→ **WORK INSTRUCTIONS**
In the listing below, copy verbatim the lines from the one containing "of the front" through the one containing "[(50, 388), (559, 575), (816, 290)]", including both of those lines, and nothing else.

>> BEGIN DATA SHOWN

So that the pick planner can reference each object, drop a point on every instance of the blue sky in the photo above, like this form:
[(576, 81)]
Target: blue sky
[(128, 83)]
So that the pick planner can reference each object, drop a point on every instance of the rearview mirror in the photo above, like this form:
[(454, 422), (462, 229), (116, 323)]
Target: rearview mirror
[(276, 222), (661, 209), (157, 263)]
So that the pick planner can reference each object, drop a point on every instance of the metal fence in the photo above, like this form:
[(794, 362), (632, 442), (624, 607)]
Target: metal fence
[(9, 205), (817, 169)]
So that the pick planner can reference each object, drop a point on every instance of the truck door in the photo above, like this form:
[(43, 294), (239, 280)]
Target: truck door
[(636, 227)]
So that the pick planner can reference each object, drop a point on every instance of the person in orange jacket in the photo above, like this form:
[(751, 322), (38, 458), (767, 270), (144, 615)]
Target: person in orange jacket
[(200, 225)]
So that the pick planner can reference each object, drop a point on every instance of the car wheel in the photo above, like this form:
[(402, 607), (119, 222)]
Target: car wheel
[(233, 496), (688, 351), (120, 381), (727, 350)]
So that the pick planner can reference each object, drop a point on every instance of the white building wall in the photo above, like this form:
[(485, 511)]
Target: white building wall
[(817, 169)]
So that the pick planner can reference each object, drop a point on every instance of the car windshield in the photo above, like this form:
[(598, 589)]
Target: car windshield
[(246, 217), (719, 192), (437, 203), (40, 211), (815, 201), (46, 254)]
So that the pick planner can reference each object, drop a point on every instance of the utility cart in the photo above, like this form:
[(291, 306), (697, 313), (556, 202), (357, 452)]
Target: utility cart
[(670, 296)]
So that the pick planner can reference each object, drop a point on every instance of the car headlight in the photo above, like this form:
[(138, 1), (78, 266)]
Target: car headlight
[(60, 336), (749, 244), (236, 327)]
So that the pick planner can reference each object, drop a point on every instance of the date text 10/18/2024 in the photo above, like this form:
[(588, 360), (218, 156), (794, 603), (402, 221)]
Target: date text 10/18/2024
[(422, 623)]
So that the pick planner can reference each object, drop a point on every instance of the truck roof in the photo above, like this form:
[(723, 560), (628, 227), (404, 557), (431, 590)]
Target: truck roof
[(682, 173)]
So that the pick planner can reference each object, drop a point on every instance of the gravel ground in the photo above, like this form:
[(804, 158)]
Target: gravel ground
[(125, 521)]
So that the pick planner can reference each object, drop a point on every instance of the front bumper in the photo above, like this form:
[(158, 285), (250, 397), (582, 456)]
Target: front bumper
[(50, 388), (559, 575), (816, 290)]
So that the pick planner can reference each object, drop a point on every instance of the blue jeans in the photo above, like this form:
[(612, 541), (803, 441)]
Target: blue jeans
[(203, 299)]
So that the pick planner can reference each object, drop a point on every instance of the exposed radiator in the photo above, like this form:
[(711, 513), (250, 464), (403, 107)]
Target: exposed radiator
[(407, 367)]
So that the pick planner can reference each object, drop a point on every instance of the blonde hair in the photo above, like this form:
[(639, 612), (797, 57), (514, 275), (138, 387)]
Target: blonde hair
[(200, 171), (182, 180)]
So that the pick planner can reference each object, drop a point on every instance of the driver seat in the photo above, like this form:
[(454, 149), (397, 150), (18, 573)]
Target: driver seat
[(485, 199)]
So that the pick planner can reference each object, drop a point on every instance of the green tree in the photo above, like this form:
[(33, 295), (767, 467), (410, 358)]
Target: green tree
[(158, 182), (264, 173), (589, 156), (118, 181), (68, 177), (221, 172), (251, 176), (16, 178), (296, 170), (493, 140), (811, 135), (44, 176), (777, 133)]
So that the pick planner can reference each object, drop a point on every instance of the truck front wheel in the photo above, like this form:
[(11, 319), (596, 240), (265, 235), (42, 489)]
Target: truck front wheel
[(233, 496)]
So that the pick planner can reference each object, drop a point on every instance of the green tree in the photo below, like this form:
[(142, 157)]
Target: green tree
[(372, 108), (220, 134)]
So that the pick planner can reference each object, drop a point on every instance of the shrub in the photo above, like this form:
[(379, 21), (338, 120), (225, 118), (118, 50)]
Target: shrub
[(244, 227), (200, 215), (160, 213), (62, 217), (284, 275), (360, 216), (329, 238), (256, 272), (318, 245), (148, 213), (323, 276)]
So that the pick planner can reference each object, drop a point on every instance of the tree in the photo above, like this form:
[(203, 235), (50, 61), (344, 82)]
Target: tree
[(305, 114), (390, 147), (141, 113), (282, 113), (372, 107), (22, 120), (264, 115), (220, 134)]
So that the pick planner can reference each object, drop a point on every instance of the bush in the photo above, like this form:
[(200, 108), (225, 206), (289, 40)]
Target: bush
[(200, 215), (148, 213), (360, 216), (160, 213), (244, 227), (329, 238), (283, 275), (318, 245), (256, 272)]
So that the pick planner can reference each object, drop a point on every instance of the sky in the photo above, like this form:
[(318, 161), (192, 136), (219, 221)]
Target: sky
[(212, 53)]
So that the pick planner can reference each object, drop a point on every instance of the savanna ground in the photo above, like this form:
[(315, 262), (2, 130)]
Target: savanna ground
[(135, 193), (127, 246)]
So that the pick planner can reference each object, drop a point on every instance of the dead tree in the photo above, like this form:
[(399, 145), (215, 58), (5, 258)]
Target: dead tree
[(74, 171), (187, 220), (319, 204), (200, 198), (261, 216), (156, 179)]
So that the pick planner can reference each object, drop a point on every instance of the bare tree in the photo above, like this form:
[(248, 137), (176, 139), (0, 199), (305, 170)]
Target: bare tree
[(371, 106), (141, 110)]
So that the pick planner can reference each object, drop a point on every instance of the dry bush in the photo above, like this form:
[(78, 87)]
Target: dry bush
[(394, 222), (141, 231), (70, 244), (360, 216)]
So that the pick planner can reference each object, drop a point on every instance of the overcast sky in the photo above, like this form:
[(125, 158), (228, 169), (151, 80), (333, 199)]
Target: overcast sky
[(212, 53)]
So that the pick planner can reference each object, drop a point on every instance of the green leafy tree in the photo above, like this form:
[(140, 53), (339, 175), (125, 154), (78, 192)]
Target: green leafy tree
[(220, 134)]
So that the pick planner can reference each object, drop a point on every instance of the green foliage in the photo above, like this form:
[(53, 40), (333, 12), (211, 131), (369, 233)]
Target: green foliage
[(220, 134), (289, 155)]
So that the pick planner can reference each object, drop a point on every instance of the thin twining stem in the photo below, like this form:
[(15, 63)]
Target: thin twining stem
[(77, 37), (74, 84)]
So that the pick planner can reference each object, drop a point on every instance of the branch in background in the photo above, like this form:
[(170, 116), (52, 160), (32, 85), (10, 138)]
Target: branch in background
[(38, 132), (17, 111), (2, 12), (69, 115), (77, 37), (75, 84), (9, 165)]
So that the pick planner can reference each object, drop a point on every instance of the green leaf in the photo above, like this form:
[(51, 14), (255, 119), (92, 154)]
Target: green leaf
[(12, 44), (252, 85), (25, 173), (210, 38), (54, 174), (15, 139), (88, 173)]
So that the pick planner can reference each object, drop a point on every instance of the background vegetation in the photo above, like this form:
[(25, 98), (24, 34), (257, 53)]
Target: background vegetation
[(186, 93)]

>> END DATA SHOWN

→ **COMPLETE ANSWER**
So that the pick planner can reference each object, drop a point on every instance of the front bumper in the photo above, like this form:
[(158, 285), (250, 397), (582, 456)]
Target: front bumper
[(50, 388), (559, 575), (816, 290)]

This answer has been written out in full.